## SHORT PROBLEM
Update the entries below by changing each "dropping a marker" to "placing a pin", and leave every other word the same.

Saved entries:
..........

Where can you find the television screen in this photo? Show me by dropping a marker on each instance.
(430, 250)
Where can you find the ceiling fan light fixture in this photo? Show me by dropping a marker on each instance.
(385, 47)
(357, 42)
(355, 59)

..........

## FINAL RESULT
Where can you find the television screen in this photo? Show me by placing a pin on each instance.
(430, 250)
Where can you find the ceiling fan light fixture in this photo? Show me by placing a pin on each instance.
(385, 47)
(357, 42)
(355, 59)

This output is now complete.